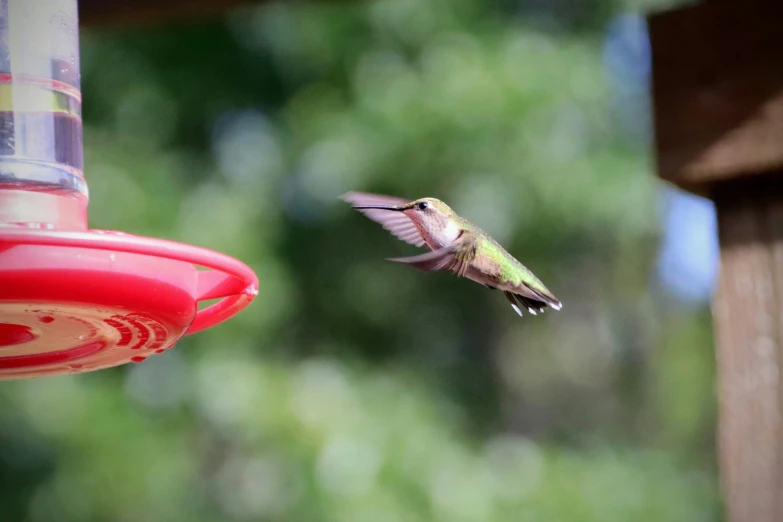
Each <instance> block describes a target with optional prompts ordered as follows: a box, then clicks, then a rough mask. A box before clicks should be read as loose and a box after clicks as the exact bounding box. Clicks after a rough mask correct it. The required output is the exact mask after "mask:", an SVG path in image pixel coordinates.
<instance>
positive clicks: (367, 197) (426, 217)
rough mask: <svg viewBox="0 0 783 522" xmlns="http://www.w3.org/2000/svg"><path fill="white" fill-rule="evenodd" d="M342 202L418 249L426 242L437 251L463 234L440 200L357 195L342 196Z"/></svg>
mask: <svg viewBox="0 0 783 522" xmlns="http://www.w3.org/2000/svg"><path fill="white" fill-rule="evenodd" d="M343 199H344V200H345V201H348V202H349V203H351V204H352V205H353V208H355V209H356V210H358V211H360V212H362V213H364V214H365V215H366V216H367V217H369V218H370V219H372V220H375V221H377V222H378V223H381V224H382V225H383V226H384V228H386V229H388V230H390V231H391V232H392V233H393V234H395V235H396V236H397V237H399V238H400V239H403V240H404V241H408V242H409V243H412V244H414V245H417V246H421V245H423V244H424V243H427V244H428V245H429V246H430V247H431V248H440V247H442V246H445V245H447V244H449V243H451V242H452V241H454V240H455V239H457V237H459V234H460V232H461V231H462V229H461V227H460V224H459V220H458V219H456V218H457V214H456V213H455V212H454V211H453V210H451V208H450V207H449V206H448V205H447V204H445V203H444V202H442V201H441V200H439V199H435V198H420V199H416V200H413V201H406V200H404V199H401V198H395V197H391V196H382V195H378V194H365V193H359V192H349V193H347V194H344V195H343ZM403 216H405V217H403ZM406 218H407V219H406Z"/></svg>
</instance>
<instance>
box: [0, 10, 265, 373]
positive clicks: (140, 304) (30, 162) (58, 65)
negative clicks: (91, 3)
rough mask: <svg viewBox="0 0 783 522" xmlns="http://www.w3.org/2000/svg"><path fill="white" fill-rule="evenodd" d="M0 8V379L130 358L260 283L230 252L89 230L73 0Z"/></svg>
mask: <svg viewBox="0 0 783 522" xmlns="http://www.w3.org/2000/svg"><path fill="white" fill-rule="evenodd" d="M6 11H7V12H6ZM3 16H4V18H3V24H2V25H1V26H0V51H2V53H1V54H3V56H4V57H5V58H4V59H3V60H2V61H1V62H2V63H0V142H2V143H3V147H2V148H0V379H21V378H28V377H40V376H45V375H58V374H65V373H78V372H86V371H91V370H99V369H101V368H108V367H110V366H116V365H119V364H123V363H127V362H131V361H133V362H140V361H143V360H144V359H146V358H147V357H149V356H150V355H152V354H155V353H161V352H163V351H164V350H166V349H168V348H171V347H172V346H174V343H176V342H177V341H178V340H179V339H180V338H182V336H183V335H187V334H191V333H195V332H198V331H200V330H203V329H204V328H209V327H210V326H213V325H216V324H218V323H220V322H221V321H224V320H226V319H228V318H229V317H231V316H233V315H235V314H236V313H238V312H239V311H240V310H242V309H243V308H245V307H246V306H247V305H248V304H249V303H250V301H252V300H253V298H254V297H255V295H256V294H257V293H258V280H257V279H256V276H255V274H254V273H253V271H252V270H250V268H248V267H247V266H246V265H244V264H243V263H241V262H239V261H237V260H235V259H233V258H230V257H228V256H224V255H222V254H218V253H216V252H211V251H209V250H205V249H203V248H197V247H193V246H190V245H183V244H181V243H173V242H170V241H162V240H158V239H149V238H144V237H137V236H132V235H129V234H124V233H122V232H108V231H101V230H92V231H88V230H87V203H88V191H87V183H86V181H85V180H84V176H83V168H84V165H83V150H82V118H81V103H82V99H81V92H80V87H79V85H80V80H79V49H78V45H79V38H78V36H79V33H78V21H77V0H58V1H56V2H52V1H51V0H20V1H18V2H17V1H14V2H11V3H9V4H8V9H5V10H4V11H3ZM199 266H200V267H204V268H206V269H207V270H199V269H198V268H197V267H199ZM212 299H220V301H219V302H217V303H216V304H213V305H212V306H209V307H207V308H204V309H203V310H199V309H198V304H199V302H202V301H208V300H212Z"/></svg>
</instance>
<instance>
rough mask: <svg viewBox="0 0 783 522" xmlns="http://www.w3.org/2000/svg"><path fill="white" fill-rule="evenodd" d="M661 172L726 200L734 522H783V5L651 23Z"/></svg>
mask: <svg viewBox="0 0 783 522" xmlns="http://www.w3.org/2000/svg"><path fill="white" fill-rule="evenodd" d="M648 20H649V28H650V39H651V46H652V57H653V59H652V64H653V73H652V75H653V81H652V91H653V97H654V120H655V147H656V152H657V157H658V175H659V176H660V177H661V178H663V179H664V180H667V181H670V182H673V183H675V184H677V185H679V186H680V187H683V188H685V189H687V190H690V191H692V192H696V193H700V194H703V195H708V196H710V197H712V198H713V200H714V201H715V206H716V209H717V214H718V229H719V239H720V248H721V275H720V281H719V288H718V292H717V293H716V295H715V298H714V303H713V312H714V321H715V332H716V344H717V346H716V352H717V359H718V388H719V423H718V424H719V425H718V442H719V444H718V446H719V452H720V458H719V460H720V469H721V485H722V489H723V494H724V498H725V501H726V507H727V511H728V513H727V517H726V520H727V522H777V521H780V520H783V376H782V375H781V371H782V370H783V26H781V21H783V2H780V1H779V0H745V1H738V0H737V1H732V0H710V1H708V2H706V3H702V4H699V5H696V6H692V7H687V8H682V9H677V10H673V11H669V12H666V13H662V14H658V15H653V16H650V17H649V18H648Z"/></svg>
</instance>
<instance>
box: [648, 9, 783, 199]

Exercise » Your task is to transcribe all of the records precisely, with no images included.

Finished task »
Each <instance> block describes a target with optional prompts ordered as follows: a box, then clicks, then a rough mask. A box before clicks should be read as loose and a box after clicks as the exact bounding box. Clicks after a rough mask correct it. The required output is the exact mask after "mask:", an SVG path in image pixel coordinates.
<instance>
positive clicks: (367, 197) (426, 217)
rough mask: <svg viewBox="0 0 783 522" xmlns="http://www.w3.org/2000/svg"><path fill="white" fill-rule="evenodd" d="M342 202L418 249L426 242L437 251L463 234L440 200L357 195L342 196Z"/></svg>
mask: <svg viewBox="0 0 783 522" xmlns="http://www.w3.org/2000/svg"><path fill="white" fill-rule="evenodd" d="M343 199H344V200H345V201H348V202H349V203H351V204H352V205H353V208H355V209H356V210H358V211H360V212H362V213H364V214H365V215H366V216H367V217H369V218H370V219H372V220H375V221H377V222H378V223H381V224H382V225H383V226H384V228H386V229H388V230H390V231H391V232H392V233H393V234H395V235H396V236H397V237H399V238H400V239H403V240H404V241H408V242H409V243H412V244H414V245H417V246H421V245H423V244H424V243H427V244H428V245H429V246H430V247H431V248H440V247H442V246H445V245H447V244H449V243H451V242H452V241H454V240H455V239H457V237H459V234H460V232H461V231H462V229H461V227H460V224H459V220H458V219H456V218H457V214H456V213H455V212H454V211H453V210H451V208H450V207H449V206H448V205H447V204H445V203H444V202H442V201H441V200H439V199H435V198H420V199H416V200H413V201H406V200H404V199H401V198H395V197H391V196H382V195H378V194H365V193H359V192H349V193H347V194H344V195H343ZM403 216H405V217H403ZM406 218H407V219H406Z"/></svg>
</instance>
<instance>
box: [0, 10, 265, 373]
positive clicks: (140, 304) (30, 162) (58, 65)
negative clicks: (91, 3)
rough mask: <svg viewBox="0 0 783 522" xmlns="http://www.w3.org/2000/svg"><path fill="white" fill-rule="evenodd" d="M0 8V379L130 358L260 283L230 252L89 230L73 0Z"/></svg>
mask: <svg viewBox="0 0 783 522" xmlns="http://www.w3.org/2000/svg"><path fill="white" fill-rule="evenodd" d="M6 11H7V12H6ZM3 16H4V18H3V24H2V25H1V26H0V51H2V53H1V54H3V56H4V57H5V58H4V59H3V60H2V61H1V62H2V63H0V142H2V143H3V147H2V148H0V379H21V378H28V377H40V376H45V375H58V374H65V373H78V372H86V371H91V370H99V369H101V368H108V367H110V366H116V365H119V364H123V363H127V362H131V361H133V362H140V361H143V360H144V359H146V358H147V357H149V356H150V355H152V354H155V353H161V352H163V351H164V350H166V349H168V348H171V347H172V346H174V343H176V342H177V341H178V340H179V339H180V338H182V336H183V335H187V334H191V333H195V332H198V331H200V330H203V329H204V328H209V327H210V326H213V325H216V324H218V323H220V322H221V321H224V320H226V319H228V318H229V317H231V316H233V315H235V314H236V313H238V312H239V311H240V310H242V309H243V308H245V307H246V306H247V305H248V304H249V303H250V301H252V300H253V298H254V297H255V295H256V294H257V293H258V280H257V279H256V276H255V274H254V273H253V271H252V270H250V268H248V267H247V266H246V265H244V264H243V263H241V262H239V261H237V260H235V259H233V258H230V257H228V256H224V255H222V254H218V253H216V252H211V251H209V250H205V249H203V248H197V247H193V246H190V245H183V244H181V243H173V242H170V241H162V240H158V239H149V238H144V237H137V236H132V235H129V234H124V233H122V232H108V231H101V230H92V231H88V230H87V203H88V191H87V183H86V181H85V180H84V176H83V168H84V165H83V150H82V118H81V103H82V99H81V92H80V87H79V85H80V80H79V49H78V45H79V38H78V36H79V33H78V21H77V0H58V1H56V2H52V1H51V0H20V1H18V2H17V1H14V2H11V3H9V4H8V9H5V10H4V11H3ZM199 266H200V267H204V268H206V269H207V270H199V269H198V268H197V267H199ZM212 299H220V301H219V302H217V303H216V304H213V305H212V306H209V307H207V308H204V309H203V310H199V309H198V304H199V302H202V301H208V300H212Z"/></svg>
</instance>
<instance>
rough mask: <svg viewBox="0 0 783 522" xmlns="http://www.w3.org/2000/svg"><path fill="white" fill-rule="evenodd" d="M661 172L726 200L734 522H783V5L651 23Z"/></svg>
mask: <svg viewBox="0 0 783 522" xmlns="http://www.w3.org/2000/svg"><path fill="white" fill-rule="evenodd" d="M648 20H649V28H650V39H651V46H652V57H653V59H652V64H653V73H652V75H653V81H652V91H653V97H654V120H655V147H656V152H657V157H658V175H659V176H660V177H661V178H663V179H664V180H667V181H670V182H673V183H675V184H677V185H679V186H680V187H683V188H685V189H687V190H690V191H692V192H696V193H700V194H703V195H708V196H710V197H712V198H713V200H714V201H715V206H716V209H717V214H718V229H719V239H720V248H721V275H720V281H719V288H718V292H717V293H716V295H715V298H714V303H713V312H714V321H715V332H716V344H717V346H716V352H717V359H718V388H719V423H718V424H719V425H718V442H719V444H718V446H719V452H720V458H719V460H720V469H721V485H722V489H723V494H724V498H725V501H726V507H727V511H728V513H727V517H726V520H727V522H777V521H780V520H783V376H782V375H781V371H782V370H783V26H781V21H783V2H780V1H779V0H745V1H738V0H737V1H732V0H710V1H708V2H706V3H702V4H699V5H696V6H692V7H687V8H682V9H677V10H673V11H669V12H666V13H662V14H658V15H653V16H650V17H649V18H648Z"/></svg>
</instance>
<instance>
box: [648, 9, 783, 199]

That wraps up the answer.